** Begin Listed records **

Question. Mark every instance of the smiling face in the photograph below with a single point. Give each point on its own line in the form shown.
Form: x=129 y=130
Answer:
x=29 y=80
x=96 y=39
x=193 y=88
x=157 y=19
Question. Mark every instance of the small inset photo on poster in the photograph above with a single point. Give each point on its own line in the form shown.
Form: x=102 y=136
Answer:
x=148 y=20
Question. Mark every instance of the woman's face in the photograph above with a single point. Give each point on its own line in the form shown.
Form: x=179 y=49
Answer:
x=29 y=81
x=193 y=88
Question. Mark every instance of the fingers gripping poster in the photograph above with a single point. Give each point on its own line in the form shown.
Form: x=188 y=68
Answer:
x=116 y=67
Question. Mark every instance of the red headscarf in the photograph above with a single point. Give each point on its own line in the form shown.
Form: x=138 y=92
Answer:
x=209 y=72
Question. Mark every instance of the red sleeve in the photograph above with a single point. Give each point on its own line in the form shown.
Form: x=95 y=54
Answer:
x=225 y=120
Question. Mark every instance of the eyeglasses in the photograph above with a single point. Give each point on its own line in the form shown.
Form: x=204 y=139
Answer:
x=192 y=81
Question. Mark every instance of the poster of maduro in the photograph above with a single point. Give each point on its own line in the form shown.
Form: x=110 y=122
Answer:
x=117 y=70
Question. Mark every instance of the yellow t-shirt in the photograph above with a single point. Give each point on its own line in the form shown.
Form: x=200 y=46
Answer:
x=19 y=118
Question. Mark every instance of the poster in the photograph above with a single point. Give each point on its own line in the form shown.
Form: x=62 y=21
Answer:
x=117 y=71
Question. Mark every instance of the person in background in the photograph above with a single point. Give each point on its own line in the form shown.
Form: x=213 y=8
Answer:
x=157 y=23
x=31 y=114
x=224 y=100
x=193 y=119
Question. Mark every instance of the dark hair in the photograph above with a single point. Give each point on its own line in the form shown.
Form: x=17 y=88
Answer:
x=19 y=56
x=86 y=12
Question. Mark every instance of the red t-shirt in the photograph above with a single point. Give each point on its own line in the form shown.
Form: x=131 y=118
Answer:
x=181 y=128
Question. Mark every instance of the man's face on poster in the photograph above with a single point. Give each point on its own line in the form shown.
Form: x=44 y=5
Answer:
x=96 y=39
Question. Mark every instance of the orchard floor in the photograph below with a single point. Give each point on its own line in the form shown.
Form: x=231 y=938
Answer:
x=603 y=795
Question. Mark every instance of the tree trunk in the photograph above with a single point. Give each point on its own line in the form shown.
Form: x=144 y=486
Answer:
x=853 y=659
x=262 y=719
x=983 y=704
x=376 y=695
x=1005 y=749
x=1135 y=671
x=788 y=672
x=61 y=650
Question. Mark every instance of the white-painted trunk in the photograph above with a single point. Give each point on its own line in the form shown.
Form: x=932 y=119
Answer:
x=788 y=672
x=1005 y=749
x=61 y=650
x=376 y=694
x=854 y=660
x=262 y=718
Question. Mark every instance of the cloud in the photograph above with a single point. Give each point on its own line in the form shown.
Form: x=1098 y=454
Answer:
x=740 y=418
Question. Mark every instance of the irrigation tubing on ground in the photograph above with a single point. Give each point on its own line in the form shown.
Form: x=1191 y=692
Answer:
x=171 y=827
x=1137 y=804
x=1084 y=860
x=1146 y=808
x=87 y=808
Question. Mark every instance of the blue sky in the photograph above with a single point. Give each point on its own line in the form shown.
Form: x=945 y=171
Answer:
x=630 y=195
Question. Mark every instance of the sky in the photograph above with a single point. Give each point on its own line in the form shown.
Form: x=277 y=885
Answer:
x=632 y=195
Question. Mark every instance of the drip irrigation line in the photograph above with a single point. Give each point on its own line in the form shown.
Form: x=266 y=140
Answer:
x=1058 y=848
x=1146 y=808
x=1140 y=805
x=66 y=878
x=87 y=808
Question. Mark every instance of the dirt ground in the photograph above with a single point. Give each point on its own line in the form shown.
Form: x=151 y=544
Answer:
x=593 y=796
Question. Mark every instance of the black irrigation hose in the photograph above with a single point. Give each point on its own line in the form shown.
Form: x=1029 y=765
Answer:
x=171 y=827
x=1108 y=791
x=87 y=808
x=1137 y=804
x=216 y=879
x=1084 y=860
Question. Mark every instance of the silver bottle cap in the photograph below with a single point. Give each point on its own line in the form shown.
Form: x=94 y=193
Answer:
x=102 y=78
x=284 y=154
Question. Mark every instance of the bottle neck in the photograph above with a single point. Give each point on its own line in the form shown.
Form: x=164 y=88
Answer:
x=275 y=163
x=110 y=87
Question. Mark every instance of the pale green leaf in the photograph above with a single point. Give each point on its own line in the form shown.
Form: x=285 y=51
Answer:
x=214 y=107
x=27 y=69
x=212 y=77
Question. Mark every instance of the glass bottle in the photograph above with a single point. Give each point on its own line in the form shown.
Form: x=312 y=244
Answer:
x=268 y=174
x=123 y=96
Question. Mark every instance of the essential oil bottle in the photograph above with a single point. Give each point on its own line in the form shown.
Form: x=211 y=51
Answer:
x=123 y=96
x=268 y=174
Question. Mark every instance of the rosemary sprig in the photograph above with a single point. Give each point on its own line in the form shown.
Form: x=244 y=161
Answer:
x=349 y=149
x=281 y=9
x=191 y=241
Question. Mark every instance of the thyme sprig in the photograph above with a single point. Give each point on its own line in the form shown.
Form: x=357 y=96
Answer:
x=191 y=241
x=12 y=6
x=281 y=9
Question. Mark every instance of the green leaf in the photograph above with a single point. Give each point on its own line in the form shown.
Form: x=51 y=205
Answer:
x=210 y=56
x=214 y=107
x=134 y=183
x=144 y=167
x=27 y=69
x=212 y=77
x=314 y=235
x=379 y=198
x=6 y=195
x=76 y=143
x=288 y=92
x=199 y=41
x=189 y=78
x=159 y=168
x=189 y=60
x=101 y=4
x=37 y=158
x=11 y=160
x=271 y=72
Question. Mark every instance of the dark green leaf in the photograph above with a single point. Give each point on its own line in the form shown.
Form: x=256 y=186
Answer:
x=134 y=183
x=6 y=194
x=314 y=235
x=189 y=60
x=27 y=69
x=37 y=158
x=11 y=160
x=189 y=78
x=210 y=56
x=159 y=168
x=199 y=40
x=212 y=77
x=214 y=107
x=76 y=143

** End Listed records **

■ Aim of the exercise:
Please rewrite every line, starting with the line that contains "Question. Mark every instance of the thyme" and going on through the end of the rows. Shift each answer coordinate by adding 79 to both its x and y values, and leave all other lines unchanged.

■ The completed task:
Question. Mark every instance of the thyme sprig in the photograph above with a single point. Give each point on its own line in the form shown.
Form: x=357 y=96
Answer:
x=270 y=320
x=91 y=85
x=360 y=88
Question. Mark every instance of the green leaf in the photograph above with a single point. Give each point on its own line in the form shown.
Form: x=51 y=205
Answer:
x=289 y=135
x=293 y=186
x=213 y=262
x=223 y=246
x=106 y=148
x=291 y=156
x=393 y=314
x=458 y=277
x=85 y=274
x=155 y=222
x=367 y=171
x=278 y=120
x=268 y=157
x=238 y=247
x=268 y=139
x=180 y=83
x=116 y=237
x=90 y=239
x=350 y=151
Question. Mark every instance of the dark green leaf in the photograph above with a single point. Give each point on its own line in the form shown.
Form: x=256 y=186
Answer:
x=213 y=262
x=85 y=273
x=393 y=314
x=268 y=139
x=106 y=148
x=116 y=237
x=90 y=239
x=268 y=157
x=289 y=135
x=238 y=247
x=278 y=119
x=291 y=156
x=293 y=186
x=155 y=222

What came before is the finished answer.